What is required: What follows is a set of records, each of which is to be written out exactly.

[[ Recorded information, beginning ]]

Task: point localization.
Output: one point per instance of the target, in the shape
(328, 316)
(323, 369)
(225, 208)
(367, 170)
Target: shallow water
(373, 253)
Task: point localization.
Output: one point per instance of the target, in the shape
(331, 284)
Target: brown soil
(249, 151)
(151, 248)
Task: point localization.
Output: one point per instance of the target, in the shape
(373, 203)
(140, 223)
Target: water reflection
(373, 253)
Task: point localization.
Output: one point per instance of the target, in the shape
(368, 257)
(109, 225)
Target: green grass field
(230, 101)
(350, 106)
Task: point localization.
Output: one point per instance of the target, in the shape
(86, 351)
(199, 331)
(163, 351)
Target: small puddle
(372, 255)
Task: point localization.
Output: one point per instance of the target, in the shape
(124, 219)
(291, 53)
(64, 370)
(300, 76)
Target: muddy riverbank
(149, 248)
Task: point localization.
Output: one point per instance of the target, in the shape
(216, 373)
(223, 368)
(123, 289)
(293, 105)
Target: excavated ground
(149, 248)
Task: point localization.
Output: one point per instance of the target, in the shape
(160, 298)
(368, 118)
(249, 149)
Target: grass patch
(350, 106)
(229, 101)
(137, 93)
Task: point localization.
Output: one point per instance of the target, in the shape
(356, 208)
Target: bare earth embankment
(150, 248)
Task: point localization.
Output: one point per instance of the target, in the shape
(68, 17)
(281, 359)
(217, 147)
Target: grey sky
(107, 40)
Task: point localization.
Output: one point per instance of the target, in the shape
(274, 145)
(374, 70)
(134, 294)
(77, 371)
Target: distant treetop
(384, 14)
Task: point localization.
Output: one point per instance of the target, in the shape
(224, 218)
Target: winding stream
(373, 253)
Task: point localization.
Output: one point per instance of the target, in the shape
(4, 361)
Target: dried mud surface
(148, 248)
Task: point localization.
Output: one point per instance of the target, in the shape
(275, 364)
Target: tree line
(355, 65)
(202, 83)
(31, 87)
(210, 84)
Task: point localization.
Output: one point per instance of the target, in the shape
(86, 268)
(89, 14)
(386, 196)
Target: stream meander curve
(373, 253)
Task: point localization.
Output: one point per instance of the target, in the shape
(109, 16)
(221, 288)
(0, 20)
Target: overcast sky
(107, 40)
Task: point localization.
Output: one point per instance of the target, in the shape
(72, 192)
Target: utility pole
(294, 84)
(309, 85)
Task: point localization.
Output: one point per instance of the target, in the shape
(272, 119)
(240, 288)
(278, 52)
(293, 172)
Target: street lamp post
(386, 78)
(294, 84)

[[ Recorded information, end ]]

Exercise output:
Task: point localization.
Output: one point per instance of the target, in the shape
(328, 316)
(323, 369)
(225, 208)
(367, 170)
Target: shallow water
(373, 253)
Task: point localization.
Output: one point per instance of the target, in the shape
(331, 284)
Target: brown soil
(249, 151)
(151, 248)
Task: point localization.
Output: one point per instance of the target, in the shape
(373, 203)
(140, 223)
Target: water reflection
(373, 253)
Task: point localization.
Output: one point per instance of the target, in the shape
(368, 257)
(109, 225)
Target: green grass field
(230, 101)
(350, 106)
Task: point localization.
Output: one point per instance of the target, in the shape
(86, 351)
(199, 331)
(163, 351)
Target: small puddle
(372, 255)
Task: point localization.
Output: one point per instance of the target, in the shape
(124, 219)
(291, 53)
(64, 370)
(300, 76)
Target: muddy riverbank
(149, 248)
Task: point localization.
Output: one point per instance of the target, in the shape
(216, 373)
(223, 368)
(123, 289)
(293, 105)
Target: excavated ground
(149, 248)
Task: point localization.
Output: one point per instance of the target, in the shape
(160, 298)
(368, 118)
(249, 149)
Target: grass patch
(350, 106)
(229, 101)
(137, 93)
Task: point localization.
Output: one point per instance of the target, in the shape
(356, 208)
Target: bare earth embankment
(150, 248)
Task: point localization.
Output: one point per instance of the target, in the shape
(68, 17)
(281, 359)
(217, 147)
Target: grey sky
(107, 40)
Task: point localization.
Output: one point per instance of the target, in the shape
(274, 145)
(374, 70)
(134, 294)
(77, 371)
Target: distant treetop
(384, 14)
Task: point localization.
Output: one point per instance of the target, in the shape
(224, 218)
Target: winding stream
(373, 253)
Task: point localization.
Output: one point per instance of the target, in the shape
(4, 361)
Target: dried mud surface
(148, 248)
Task: point localization.
Output: one point per instance of the target, in the shape
(275, 364)
Target: tree line
(355, 65)
(202, 83)
(31, 87)
(210, 84)
Task: point localization.
Output: one point per instance of the target, in the shape
(86, 268)
(89, 14)
(386, 196)
Target: stream meander curve
(373, 253)
Task: point localization.
Output: one point per instance of the target, in the shape
(109, 16)
(221, 288)
(0, 20)
Target: overcast sky
(107, 40)
Task: point localization.
Output: one point per instance of the target, in the shape
(72, 192)
Target: utility pole
(294, 84)
(309, 85)
Task: point localization.
Output: one point per instance of the target, in the shape
(272, 119)
(240, 288)
(278, 52)
(293, 172)
Target: street lamp post
(386, 78)
(294, 84)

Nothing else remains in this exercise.